=== Requirement ===
Would you copy only the lines below, beginning with the one that contains "Provide one marker per instance of the weathered" and running through the last entry line?

=== Supplied records ===

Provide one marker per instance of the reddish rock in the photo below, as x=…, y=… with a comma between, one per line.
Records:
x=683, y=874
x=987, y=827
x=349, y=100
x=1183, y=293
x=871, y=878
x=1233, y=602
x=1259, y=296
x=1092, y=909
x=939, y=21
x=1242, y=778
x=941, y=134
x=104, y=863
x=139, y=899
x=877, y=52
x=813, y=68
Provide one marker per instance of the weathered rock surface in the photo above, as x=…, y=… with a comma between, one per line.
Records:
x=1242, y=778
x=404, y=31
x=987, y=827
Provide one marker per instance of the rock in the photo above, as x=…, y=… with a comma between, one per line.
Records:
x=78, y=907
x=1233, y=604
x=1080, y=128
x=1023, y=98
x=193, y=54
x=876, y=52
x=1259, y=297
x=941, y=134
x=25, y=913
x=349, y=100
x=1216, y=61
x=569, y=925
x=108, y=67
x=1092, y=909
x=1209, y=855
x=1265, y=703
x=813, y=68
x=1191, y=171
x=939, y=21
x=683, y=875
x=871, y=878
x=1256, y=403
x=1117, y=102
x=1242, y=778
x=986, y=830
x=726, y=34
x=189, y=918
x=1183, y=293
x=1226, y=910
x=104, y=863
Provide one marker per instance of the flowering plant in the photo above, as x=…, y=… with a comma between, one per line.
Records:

=== Expected output ===
Provide one marker per instance of the weathered rock surface in the photo above, as x=…, y=… with a comma between, one per line.
Records:
x=1242, y=778
x=404, y=31
x=987, y=827
Provide one marker per instance of the rock in the photo above, as x=…, y=… with a comma between, one per line.
Records:
x=78, y=907
x=1233, y=604
x=1080, y=128
x=1023, y=98
x=193, y=54
x=876, y=52
x=1259, y=297
x=941, y=134
x=25, y=913
x=349, y=100
x=1216, y=61
x=569, y=925
x=108, y=67
x=1092, y=909
x=1209, y=855
x=1265, y=703
x=813, y=68
x=1191, y=171
x=939, y=21
x=683, y=875
x=871, y=878
x=1256, y=403
x=1117, y=102
x=1242, y=778
x=986, y=830
x=726, y=34
x=189, y=918
x=1183, y=293
x=1226, y=910
x=104, y=863
Provide one marker per instance of the flowering plant in the photo above, as x=…, y=… with a comma between, one per line.
Records:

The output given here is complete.